* 抜粋

□ □ □ □ □

研究課題/領域番号 |
21K12110
|
研究機関 | 富山大学 |
研究代表者 |
高岡 裕 富山大学, 学術研究部医学系, 教授 (20332281)
|
研究分担者 |
菅野 亜紀 富山大学, 学術研究部医学系, 特命助教 (20457039)
永野 達也 神戸大学, 医学研究科, 講師 (80624684)
大田 美香 富山大学, 学術研究部医学系, 特命助教 (20274706)

□ □ □ □ □

* 指示
a - 抜粋によると、研究代表者である高岡裕の職位は何か。
b - 次の(i)〜(iii)がそれぞれ抜粋の内容と合っているか、はいかいいえで答えよ。判断の根拠となる抜粋の語句をそのまま引用すること。
(i) 永野達也は神戸大学に所属している。
(ii) 菅野亜紀の職位は講師である。
(iii) 研究課題/領域番号は21K12110である。
c - 抜粋で研究分担者として挙げられている人物の名前をすべて書き出せ。

□ □ □ □ □

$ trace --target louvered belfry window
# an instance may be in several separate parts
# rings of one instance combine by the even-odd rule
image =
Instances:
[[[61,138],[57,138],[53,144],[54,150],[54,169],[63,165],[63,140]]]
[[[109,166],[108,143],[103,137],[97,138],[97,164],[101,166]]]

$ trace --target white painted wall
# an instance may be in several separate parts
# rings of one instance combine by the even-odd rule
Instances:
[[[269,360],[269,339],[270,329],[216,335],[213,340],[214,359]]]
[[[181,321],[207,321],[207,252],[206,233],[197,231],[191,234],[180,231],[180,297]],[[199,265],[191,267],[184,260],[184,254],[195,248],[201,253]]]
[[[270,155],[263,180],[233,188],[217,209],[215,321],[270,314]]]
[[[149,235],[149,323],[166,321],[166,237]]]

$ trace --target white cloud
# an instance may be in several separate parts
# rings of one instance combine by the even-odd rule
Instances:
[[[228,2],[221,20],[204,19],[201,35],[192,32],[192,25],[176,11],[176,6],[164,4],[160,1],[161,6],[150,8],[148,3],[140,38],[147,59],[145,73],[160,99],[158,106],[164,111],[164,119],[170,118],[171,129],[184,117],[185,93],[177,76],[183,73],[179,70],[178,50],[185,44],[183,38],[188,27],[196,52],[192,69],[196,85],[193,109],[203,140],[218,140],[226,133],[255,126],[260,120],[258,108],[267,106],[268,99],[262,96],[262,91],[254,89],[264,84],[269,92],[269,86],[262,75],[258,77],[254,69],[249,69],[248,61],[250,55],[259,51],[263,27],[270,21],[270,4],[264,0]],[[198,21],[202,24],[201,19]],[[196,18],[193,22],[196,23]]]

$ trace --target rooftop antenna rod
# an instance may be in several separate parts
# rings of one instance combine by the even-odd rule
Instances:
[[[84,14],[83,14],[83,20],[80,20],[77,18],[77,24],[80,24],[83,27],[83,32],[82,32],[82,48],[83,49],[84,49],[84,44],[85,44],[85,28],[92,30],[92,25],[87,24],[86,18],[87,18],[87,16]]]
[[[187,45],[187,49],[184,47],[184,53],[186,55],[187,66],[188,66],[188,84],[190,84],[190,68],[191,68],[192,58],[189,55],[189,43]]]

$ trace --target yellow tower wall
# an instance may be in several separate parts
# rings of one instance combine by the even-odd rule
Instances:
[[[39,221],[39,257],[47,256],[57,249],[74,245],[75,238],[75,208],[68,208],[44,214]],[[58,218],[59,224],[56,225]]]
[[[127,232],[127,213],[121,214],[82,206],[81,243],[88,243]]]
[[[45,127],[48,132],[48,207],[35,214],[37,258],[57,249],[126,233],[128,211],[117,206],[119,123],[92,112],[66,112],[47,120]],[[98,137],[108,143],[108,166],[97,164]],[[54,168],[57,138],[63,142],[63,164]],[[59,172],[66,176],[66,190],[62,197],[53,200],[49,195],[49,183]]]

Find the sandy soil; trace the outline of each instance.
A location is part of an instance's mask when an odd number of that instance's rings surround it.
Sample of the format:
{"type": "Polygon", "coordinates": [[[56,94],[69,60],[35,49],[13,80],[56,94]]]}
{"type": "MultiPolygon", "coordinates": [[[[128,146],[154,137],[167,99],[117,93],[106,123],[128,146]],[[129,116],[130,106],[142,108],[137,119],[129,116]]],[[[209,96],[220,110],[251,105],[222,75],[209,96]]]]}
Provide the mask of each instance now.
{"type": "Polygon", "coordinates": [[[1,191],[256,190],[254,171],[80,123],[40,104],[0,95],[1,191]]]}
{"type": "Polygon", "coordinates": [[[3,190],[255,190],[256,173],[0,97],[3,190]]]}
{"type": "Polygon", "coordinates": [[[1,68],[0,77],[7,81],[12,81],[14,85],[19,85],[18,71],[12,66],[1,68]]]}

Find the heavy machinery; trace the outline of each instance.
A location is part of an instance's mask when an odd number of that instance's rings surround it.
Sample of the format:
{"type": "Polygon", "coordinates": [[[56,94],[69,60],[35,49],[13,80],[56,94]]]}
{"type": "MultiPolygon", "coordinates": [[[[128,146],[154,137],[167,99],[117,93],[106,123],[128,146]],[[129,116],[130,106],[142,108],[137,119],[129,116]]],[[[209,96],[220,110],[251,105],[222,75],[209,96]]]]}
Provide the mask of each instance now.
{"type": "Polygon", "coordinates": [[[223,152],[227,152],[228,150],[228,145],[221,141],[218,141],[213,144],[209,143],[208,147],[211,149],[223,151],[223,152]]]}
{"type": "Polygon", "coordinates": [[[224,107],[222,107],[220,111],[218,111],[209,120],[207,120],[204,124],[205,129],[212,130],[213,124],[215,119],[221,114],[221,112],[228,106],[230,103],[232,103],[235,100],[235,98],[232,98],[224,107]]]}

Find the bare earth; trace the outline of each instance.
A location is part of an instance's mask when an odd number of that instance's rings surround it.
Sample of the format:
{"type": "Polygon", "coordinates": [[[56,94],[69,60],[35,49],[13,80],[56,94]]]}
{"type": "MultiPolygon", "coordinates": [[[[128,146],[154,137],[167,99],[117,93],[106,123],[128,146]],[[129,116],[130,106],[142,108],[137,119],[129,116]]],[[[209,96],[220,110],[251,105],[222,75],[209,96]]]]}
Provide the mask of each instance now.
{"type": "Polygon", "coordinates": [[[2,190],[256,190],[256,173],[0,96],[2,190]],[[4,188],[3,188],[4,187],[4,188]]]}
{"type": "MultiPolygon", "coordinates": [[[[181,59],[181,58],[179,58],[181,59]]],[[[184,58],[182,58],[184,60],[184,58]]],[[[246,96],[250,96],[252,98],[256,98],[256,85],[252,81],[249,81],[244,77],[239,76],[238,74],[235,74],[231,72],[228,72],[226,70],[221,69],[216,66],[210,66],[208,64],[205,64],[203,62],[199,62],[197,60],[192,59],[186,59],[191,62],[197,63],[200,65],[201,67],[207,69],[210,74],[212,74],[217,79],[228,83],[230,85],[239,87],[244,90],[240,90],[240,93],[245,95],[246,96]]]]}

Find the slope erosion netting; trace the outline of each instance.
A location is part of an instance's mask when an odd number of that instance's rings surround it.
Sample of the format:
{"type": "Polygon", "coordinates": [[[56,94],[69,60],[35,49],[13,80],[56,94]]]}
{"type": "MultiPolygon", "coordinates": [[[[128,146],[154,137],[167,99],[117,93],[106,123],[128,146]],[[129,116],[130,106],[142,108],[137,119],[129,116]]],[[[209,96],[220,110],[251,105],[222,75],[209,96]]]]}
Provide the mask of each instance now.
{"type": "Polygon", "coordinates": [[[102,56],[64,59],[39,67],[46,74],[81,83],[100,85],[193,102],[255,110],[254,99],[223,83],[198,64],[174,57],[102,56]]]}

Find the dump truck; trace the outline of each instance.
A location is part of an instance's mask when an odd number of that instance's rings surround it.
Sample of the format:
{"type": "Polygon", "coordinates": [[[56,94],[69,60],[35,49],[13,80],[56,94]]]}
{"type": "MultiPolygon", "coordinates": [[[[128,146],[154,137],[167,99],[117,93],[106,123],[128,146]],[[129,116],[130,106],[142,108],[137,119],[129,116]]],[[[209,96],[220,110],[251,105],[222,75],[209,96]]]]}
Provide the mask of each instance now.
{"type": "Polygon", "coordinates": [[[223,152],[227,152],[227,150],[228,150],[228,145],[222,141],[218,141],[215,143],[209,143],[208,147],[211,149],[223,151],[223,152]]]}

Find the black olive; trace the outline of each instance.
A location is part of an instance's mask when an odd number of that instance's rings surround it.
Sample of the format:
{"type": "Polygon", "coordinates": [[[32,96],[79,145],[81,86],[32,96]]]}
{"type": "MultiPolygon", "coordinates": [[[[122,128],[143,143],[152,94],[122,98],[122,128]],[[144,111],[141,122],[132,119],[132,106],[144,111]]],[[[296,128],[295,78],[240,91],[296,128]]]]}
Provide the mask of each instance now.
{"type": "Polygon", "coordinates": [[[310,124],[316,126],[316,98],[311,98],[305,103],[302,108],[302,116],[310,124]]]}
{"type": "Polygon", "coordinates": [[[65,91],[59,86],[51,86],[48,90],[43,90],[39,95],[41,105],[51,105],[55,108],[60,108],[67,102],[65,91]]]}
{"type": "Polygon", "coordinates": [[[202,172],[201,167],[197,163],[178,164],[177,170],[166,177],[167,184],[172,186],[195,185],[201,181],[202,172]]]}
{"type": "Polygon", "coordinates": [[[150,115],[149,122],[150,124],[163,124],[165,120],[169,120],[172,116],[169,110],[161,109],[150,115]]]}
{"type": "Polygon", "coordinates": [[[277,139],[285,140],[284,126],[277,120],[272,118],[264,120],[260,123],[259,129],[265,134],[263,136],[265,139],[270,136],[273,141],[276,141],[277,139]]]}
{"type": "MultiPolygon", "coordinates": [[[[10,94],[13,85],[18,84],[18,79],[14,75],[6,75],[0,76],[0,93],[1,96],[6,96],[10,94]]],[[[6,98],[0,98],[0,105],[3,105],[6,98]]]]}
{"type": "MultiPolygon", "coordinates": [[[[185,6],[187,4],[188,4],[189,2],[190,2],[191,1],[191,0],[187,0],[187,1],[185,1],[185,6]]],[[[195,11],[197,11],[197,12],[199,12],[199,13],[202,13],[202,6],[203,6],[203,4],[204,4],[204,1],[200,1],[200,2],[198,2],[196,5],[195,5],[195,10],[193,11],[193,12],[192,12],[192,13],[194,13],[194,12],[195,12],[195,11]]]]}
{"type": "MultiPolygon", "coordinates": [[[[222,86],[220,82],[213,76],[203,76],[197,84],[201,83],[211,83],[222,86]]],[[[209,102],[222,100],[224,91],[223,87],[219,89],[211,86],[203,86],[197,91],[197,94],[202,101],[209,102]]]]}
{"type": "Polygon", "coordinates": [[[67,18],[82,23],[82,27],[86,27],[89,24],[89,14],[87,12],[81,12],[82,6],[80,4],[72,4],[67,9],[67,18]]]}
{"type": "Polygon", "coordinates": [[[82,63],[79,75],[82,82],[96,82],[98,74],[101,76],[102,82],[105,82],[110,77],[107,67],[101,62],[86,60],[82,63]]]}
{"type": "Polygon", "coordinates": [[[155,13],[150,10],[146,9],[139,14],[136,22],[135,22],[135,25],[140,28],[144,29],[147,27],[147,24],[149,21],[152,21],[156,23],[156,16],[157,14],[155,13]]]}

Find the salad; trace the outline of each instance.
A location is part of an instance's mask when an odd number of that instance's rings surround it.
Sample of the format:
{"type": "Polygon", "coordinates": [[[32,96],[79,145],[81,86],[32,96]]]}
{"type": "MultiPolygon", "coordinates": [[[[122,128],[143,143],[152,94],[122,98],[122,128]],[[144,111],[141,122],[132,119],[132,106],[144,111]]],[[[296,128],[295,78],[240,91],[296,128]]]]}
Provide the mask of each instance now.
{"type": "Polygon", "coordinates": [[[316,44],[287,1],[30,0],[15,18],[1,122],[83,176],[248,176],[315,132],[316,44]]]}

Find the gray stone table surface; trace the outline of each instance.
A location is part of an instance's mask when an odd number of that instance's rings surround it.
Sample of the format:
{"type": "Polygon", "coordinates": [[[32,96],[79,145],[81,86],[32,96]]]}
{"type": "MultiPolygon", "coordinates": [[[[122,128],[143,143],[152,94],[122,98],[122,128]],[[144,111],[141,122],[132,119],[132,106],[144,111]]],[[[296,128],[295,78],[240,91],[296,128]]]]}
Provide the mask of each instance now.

□ □ □ □ □

* 設問別解答
a - 教授である。

b -
(i) はい。「永野 達也 神戸大学, 医学研究科, 講師」
(ii) いいえ。「菅野 亜紀 富山大学, 学術研究部医学系, 特命助教」
(iii) はい。「21K12110」

c - 菅野 亜紀、永野 達也、大田 美香